Extracted material:
********************
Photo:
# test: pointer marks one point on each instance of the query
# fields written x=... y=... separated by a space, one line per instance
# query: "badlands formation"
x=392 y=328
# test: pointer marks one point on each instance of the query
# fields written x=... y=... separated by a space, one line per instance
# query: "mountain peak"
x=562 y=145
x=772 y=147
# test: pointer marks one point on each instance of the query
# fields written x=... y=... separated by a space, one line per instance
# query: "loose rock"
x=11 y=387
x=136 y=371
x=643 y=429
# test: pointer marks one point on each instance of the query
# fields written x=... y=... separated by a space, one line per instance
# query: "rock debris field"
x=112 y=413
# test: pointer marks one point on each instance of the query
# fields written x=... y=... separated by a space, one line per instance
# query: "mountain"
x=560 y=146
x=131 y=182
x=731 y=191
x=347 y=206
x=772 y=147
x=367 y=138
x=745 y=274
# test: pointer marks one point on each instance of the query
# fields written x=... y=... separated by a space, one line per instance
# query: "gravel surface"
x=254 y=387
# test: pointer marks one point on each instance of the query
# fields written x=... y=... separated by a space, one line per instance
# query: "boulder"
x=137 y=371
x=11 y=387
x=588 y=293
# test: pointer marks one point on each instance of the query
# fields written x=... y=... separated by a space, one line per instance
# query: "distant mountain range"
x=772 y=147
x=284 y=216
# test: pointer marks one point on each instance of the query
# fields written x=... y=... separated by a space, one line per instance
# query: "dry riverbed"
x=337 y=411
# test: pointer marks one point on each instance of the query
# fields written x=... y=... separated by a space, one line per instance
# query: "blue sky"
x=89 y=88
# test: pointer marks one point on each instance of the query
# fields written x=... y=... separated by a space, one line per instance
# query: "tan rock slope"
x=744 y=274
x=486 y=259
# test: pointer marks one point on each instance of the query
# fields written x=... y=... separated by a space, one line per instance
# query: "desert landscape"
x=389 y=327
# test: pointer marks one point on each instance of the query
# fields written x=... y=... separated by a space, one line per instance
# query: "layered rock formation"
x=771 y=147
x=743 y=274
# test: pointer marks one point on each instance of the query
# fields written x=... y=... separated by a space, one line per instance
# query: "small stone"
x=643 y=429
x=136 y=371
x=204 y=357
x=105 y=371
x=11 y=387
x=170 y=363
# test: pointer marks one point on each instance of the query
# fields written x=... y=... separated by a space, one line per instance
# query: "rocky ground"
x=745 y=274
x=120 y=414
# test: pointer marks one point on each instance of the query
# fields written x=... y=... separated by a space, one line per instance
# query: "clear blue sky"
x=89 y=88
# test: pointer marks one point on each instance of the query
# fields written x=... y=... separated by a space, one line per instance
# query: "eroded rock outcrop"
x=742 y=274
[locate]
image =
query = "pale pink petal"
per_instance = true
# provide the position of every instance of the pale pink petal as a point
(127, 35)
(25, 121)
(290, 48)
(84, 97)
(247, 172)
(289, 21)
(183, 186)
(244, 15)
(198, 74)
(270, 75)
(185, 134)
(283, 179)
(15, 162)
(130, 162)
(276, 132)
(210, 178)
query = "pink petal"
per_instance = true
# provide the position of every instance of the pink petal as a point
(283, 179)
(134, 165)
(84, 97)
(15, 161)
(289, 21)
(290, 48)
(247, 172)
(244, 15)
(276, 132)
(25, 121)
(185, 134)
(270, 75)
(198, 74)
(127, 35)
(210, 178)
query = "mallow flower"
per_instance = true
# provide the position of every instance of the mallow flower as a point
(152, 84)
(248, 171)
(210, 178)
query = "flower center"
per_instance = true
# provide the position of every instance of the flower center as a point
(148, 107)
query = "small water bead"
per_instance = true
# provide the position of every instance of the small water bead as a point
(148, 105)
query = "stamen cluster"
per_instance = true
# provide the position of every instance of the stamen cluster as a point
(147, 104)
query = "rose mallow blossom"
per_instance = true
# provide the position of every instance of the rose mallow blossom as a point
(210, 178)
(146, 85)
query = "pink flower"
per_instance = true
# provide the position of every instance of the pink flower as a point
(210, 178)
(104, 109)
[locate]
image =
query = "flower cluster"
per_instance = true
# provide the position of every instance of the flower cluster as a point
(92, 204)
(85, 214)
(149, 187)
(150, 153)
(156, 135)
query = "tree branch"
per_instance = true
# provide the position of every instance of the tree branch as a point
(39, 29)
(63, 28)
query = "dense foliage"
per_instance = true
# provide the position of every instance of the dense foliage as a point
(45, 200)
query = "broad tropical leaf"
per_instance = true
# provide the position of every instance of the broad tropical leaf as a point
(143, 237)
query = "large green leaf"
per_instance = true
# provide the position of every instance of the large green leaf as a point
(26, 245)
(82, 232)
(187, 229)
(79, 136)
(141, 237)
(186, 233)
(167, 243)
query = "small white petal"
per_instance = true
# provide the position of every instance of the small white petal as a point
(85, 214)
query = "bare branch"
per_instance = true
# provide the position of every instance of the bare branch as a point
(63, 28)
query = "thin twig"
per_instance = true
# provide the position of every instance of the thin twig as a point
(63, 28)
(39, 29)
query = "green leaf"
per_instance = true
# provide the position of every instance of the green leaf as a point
********************
Problem description: Set down the listing above in its entirety, exactly as written.

Written answer:
Photo:
# test: pointer marks one point on each instance of the query
# fields written x=... y=... separated by a space, one line per instance
# query: "badlands formation"
x=392 y=328
# test: pointer marks one point on each instance of the query
# fields written x=... y=... separated by a space, one line per instance
# query: "mountain peak"
x=562 y=145
x=772 y=147
# test: pointer marks one point on each instance of the query
# fields written x=... y=... separated by a space, one line per instance
# query: "loose rock"
x=11 y=387
x=136 y=371
x=643 y=429
# test: pointer marks one point on each instance of the query
# fields written x=... y=... separated by a space, one line per instance
# query: "rock debris field"
x=112 y=413
# test: pointer marks one point on each instance of the query
# fields written x=... y=... separated by a space, one line per instance
# query: "mountain"
x=560 y=146
x=131 y=182
x=731 y=191
x=347 y=206
x=772 y=147
x=367 y=138
x=745 y=274
# test: pointer marks one point on each instance of the query
# fields written x=... y=... separated by a space, one line per instance
# query: "gravel surface"
x=254 y=387
# test: pointer marks one point on each instance of the query
# fields written x=... y=... separated by a space, one line per instance
# query: "boulder"
x=137 y=371
x=11 y=387
x=588 y=293
# test: pointer marks one point on each instance of the query
# fields written x=... y=... separated by a space, one line per instance
# query: "distant mountain range"
x=772 y=147
x=284 y=216
# test: pointer marks one point on each instance of the query
# fields written x=... y=... separated by a space, one line per instance
# query: "dry riverbed"
x=337 y=411
# test: pointer marks one point on each instance of the query
# fields written x=... y=... separated by a space, one line per instance
# query: "blue sky"
x=89 y=88
# test: pointer marks one point on each instance of the query
# fields written x=... y=... separated by a space, one line per instance
# query: "tan rock slope"
x=744 y=274
x=486 y=259
# test: pointer marks one point on each instance of the query
# fields written x=... y=... separated by a space, one line per instance
# query: "desert landscape"
x=389 y=327
# test: pointer marks one point on each instance of the query
# fields written x=... y=... separated by a space, one line per instance
# query: "layered rock formation"
x=771 y=147
x=743 y=274
# test: pointer marks one point on each instance of the query
# fields written x=... y=... separated by a space, one line per instance
# query: "small stone"
x=643 y=429
x=136 y=371
x=204 y=357
x=105 y=371
x=11 y=387
x=170 y=363
# test: pointer marks one point on each instance of the query
# fields written x=... y=... separated by a space, one line per instance
# query: "rocky ground"
x=745 y=274
x=120 y=414
# test: pointer marks one point on each instance of the query
# fields written x=... y=... separated by a space, one line per instance
# query: "clear blue sky"
x=89 y=88
# test: pointer marks one point on each instance of the query
# fields written x=... y=... separated by a space, one line per instance
# query: "eroded rock outcrop"
x=742 y=274
[locate]
image =
query = "pale pink petal"
per_instance = true
# provide the position of every instance of the pale pink petal as a point
(127, 35)
(25, 121)
(290, 48)
(84, 97)
(247, 172)
(289, 21)
(183, 186)
(244, 15)
(198, 74)
(270, 75)
(185, 134)
(283, 179)
(15, 162)
(130, 162)
(276, 132)
(210, 178)
query = "pink petal"
per_instance = true
# provide the position of every instance of the pink petal as a point
(283, 179)
(134, 165)
(84, 97)
(15, 161)
(289, 21)
(290, 48)
(247, 172)
(244, 15)
(276, 132)
(25, 121)
(185, 134)
(270, 75)
(198, 74)
(127, 35)
(210, 178)
query = "mallow flower"
per_instance = true
# provide the position of every instance of the mallow flower as a point
(152, 84)
(248, 171)
(210, 178)
query = "flower center"
per_instance = true
# provide the position of every instance of the flower center as a point
(148, 107)
query = "small water bead"
per_instance = true
# provide the position of every instance of the small water bead as a point
(148, 105)
query = "stamen cluster"
per_instance = true
# provide the position of every instance of the stamen cluster as a point
(147, 104)
query = "rose mallow blossom"
per_instance = true
# provide the position of every instance of the rose mallow blossom as a point
(210, 178)
(146, 85)
query = "pink flower"
per_instance = true
# provide the position of every instance of the pink flower as a point
(210, 178)
(104, 109)
[locate]
image =
query = "flower cluster"
per_instance = true
# provide the position of every instance of the flower cluster as a point
(92, 204)
(85, 214)
(149, 187)
(150, 153)
(156, 135)
query = "tree branch"
per_instance = true
# provide the position of every instance of the tree branch as a point
(39, 29)
(63, 28)
query = "dense foliage"
per_instance = true
# provide the position of every instance of the dense foliage as a point
(45, 200)
query = "broad tropical leaf"
per_instance = true
# provide the position of every instance of the broad tropical leaf as a point
(143, 237)
query = "large green leaf"
per_instance = true
# provide the position of every instance of the large green leaf as a point
(26, 245)
(82, 232)
(187, 229)
(79, 136)
(141, 237)
(186, 233)
(167, 243)
query = "small white petal"
per_instance = true
# provide the position of every instance of the small white petal as a point
(85, 214)
query = "bare branch"
per_instance = true
# provide the position of every instance of the bare branch as a point
(63, 28)
query = "thin twig"
per_instance = true
# provide the position of every instance of the thin twig as a point
(63, 28)
(39, 29)
query = "green leaf"
per_instance = true
# provide the position of every instance of the green leaf as a point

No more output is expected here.